**Excerpt to read:**
Thankfully, most of the images I found interesting can also be found on depositphotos.com and their T&C doesn't have that same restrictive language.

I know some people will ask, how will they ever know? They probably wouldn't, but I'm a worrier. Why take a risk when I can operate with no worries through the other site.

Thanks to everyone who chimed in. You were all very helpful.


----------



## Piper Brooks (Aug 31, 2011)

I am putting together my first cover, and since it is a short story, I didn't want to invest in farming out the work. I had run across the restrictive TOS elsewhere, as well. Thanks for the suggestions of sites that aren't so restrictive!


----------



## sexualimprov (Aug 29, 2011)

Bob Edens shot the model which is my avatar and soon the cover of my first erotica ebook.  He's very reasonable.  Find him at www.facebook.com/bob.edens.photo or www.bobedens.com


----------



## Lynn Mixon (Jan 2, 2011)

Thanks for the links!


----------



## Cheryl Douglas (Dec 7, 2011)

I've used Stacey for nine of my covers. She's quick, professional and affordable. You can find her in the Kindle Yellow Pages.


----------



## MichMasoch (Dec 1, 2011)

We have recently started offering erotica stock photos at www.eroticastock.com.

My husband and I work in erotic/fetish content, so shoot new sets pretty often. We tend to lean toward paranormal (mainly vampires, but I have a few fae shoots coming up soon, too), fetish (BDSM, bondage, and retro pulp), and contemporary most of the time, but are pretty flexible. I'm itching for an excuse to do some SF and steampunk and the husband is branching out into gamer/action themes, too.

There are a bunch of shoots for new stock content on our 2012 schedule, so if there are styles/themes anyone is having trouble finding, just drop me an email. We can probably (barring exotic location/wardrobe) fit them in the set lists.


----------



## Lynn Mixon (Jan 2, 2011)

MichMasoch said:


> We have recently started offering erotica stock photos at www.eroticastock.com.
> 
> My husband and I work in erotic/fetish content, so shoot new sets pretty often. We tend to lean toward paranormal (mainly vampires, but I have a few fae shoots coming up soon, too), fetish (BDSM, bondage, and retro pulp), and contemporary most of the time, but are pretty flexible. I'm itching for an excuse to do some SF and steampunk and the husband is branching out into gamer/action themes, too.
> 
> There are a bunch of shoots for new stock content on our 2012 schedule, so if there are styles/themes anyone is having trouble finding, just drop me an email. We can probably (barring exotic location/wardrobe) fit them in the set lists.

**Material:**
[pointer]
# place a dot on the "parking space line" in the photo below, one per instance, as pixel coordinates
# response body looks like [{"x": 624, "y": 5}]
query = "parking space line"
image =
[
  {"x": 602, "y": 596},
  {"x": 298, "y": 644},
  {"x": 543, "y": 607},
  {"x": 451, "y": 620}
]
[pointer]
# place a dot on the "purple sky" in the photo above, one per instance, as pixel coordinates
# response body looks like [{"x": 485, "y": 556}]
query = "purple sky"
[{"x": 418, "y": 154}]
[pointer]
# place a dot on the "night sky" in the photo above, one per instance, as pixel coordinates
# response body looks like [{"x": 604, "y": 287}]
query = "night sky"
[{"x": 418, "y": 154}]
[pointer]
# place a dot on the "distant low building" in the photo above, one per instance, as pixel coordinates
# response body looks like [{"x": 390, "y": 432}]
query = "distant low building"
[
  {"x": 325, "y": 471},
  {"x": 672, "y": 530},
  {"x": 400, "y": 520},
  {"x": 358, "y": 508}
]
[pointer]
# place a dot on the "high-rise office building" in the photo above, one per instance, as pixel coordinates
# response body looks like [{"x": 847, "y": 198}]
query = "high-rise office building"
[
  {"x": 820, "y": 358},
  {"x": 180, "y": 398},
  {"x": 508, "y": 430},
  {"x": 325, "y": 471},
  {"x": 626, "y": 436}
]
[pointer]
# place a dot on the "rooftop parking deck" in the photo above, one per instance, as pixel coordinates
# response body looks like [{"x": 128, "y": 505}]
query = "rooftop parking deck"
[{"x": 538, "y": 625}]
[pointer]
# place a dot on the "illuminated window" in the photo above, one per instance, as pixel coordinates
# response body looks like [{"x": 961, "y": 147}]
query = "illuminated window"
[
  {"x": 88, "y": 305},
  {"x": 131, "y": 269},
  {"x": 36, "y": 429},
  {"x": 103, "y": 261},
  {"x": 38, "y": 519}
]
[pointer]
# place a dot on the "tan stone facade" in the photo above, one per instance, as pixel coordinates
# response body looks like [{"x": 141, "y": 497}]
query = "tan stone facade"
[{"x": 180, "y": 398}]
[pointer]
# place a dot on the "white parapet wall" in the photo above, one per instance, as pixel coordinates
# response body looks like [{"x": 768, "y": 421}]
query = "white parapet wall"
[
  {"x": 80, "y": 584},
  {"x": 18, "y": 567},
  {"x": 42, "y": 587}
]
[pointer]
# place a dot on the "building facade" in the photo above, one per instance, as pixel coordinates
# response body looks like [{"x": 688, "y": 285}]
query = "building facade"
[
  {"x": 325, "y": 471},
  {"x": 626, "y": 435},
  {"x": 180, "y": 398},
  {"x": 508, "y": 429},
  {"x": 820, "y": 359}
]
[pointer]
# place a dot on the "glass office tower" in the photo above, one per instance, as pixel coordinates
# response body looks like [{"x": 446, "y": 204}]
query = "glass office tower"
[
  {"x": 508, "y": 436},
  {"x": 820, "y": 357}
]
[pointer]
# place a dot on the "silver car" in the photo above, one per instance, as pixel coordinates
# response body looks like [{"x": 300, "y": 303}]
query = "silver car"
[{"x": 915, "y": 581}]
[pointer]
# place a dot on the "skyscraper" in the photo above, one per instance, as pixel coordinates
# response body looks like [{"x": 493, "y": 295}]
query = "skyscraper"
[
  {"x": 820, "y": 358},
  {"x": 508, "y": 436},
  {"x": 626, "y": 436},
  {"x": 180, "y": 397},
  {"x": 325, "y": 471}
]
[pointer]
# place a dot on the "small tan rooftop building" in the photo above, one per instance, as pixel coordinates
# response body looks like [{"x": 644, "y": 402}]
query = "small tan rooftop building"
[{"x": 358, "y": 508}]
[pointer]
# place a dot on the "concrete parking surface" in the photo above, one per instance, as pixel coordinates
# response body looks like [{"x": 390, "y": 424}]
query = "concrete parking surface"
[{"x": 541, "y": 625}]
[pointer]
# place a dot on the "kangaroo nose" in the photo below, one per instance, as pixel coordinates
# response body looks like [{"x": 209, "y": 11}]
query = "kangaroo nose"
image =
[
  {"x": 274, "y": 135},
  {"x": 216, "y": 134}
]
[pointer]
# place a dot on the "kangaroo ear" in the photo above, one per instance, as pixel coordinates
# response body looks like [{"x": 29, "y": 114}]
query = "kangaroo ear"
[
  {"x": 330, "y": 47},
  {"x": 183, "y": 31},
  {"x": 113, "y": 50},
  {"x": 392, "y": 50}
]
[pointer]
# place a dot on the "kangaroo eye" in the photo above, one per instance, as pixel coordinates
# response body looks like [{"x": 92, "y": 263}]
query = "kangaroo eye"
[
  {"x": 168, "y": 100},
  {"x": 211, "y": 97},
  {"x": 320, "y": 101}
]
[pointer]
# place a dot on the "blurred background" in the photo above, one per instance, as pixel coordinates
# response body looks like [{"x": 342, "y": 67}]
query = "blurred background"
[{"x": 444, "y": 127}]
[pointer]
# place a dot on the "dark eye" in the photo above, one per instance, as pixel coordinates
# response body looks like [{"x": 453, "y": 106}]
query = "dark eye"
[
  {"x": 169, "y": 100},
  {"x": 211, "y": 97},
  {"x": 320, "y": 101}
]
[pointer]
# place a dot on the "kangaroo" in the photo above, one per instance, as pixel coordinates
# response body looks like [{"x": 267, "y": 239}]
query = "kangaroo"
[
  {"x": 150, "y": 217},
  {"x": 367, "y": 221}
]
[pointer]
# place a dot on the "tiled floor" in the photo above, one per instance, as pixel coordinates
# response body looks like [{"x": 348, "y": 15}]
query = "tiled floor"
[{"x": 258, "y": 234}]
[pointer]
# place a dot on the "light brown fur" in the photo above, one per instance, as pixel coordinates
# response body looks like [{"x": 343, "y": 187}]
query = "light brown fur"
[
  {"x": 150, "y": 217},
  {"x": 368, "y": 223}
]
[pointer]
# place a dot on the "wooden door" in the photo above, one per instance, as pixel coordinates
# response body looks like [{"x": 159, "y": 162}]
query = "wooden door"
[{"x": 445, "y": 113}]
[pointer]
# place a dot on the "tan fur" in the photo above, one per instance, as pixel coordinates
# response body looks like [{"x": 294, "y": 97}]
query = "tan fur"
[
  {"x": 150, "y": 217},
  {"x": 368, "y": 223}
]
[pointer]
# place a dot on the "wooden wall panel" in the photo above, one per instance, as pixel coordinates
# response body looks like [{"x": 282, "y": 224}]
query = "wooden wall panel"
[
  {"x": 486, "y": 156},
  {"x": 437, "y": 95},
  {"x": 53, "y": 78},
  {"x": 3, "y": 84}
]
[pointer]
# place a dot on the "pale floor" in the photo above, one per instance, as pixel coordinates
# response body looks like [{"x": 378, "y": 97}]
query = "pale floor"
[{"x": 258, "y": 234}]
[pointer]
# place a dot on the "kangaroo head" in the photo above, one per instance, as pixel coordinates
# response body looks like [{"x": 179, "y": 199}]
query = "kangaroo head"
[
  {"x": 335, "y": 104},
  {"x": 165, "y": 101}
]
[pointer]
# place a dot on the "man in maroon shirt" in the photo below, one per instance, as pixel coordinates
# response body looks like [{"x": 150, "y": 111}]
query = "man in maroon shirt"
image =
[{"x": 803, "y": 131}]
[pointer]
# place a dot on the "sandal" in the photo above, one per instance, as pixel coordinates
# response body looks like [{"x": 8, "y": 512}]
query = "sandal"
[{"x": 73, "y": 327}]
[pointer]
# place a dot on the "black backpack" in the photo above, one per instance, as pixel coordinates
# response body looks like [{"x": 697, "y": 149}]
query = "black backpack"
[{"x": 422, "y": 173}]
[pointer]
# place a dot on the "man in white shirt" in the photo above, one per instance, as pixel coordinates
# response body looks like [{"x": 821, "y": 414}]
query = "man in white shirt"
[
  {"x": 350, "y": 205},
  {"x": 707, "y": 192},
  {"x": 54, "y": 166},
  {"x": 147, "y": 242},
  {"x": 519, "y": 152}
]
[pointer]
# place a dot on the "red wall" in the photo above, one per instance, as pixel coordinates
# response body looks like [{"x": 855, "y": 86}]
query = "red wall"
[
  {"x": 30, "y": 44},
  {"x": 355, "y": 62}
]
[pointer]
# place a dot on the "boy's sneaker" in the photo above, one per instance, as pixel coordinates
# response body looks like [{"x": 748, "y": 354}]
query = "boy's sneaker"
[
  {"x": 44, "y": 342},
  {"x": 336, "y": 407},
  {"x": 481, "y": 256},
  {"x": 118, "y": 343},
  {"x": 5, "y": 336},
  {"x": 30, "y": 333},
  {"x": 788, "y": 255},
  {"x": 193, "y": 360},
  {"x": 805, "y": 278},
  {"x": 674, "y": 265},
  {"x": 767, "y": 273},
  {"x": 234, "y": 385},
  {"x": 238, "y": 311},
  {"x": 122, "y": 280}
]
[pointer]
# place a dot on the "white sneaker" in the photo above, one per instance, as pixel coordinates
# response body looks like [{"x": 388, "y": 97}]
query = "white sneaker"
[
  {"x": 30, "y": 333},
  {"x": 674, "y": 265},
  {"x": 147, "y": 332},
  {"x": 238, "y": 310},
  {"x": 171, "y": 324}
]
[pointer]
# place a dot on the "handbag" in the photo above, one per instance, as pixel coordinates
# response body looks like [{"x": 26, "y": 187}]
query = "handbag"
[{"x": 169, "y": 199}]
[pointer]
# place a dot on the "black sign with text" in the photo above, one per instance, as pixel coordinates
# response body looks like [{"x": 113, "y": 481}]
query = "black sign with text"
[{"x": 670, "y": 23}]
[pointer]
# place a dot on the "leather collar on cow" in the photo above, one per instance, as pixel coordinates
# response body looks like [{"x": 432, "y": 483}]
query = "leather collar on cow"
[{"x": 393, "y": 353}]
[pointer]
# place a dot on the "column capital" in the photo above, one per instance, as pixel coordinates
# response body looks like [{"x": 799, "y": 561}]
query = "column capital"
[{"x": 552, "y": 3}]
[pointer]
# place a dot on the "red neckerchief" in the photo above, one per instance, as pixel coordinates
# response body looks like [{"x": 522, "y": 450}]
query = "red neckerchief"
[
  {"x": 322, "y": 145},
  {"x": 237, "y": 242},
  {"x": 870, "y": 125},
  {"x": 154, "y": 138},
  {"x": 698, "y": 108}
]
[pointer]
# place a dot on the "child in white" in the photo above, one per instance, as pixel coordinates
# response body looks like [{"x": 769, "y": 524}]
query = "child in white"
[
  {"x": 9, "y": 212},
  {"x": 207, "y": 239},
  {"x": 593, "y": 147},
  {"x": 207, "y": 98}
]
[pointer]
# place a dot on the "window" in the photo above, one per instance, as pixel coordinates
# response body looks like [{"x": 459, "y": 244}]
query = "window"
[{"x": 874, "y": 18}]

**Work required:**
Which web addresses appear in the forum thread? List each distinct one once.

**Exercise response:**
depositphotos.com
www.facebook.com/bob.edens.photo
www.bobedens.com
www.eroticastock.com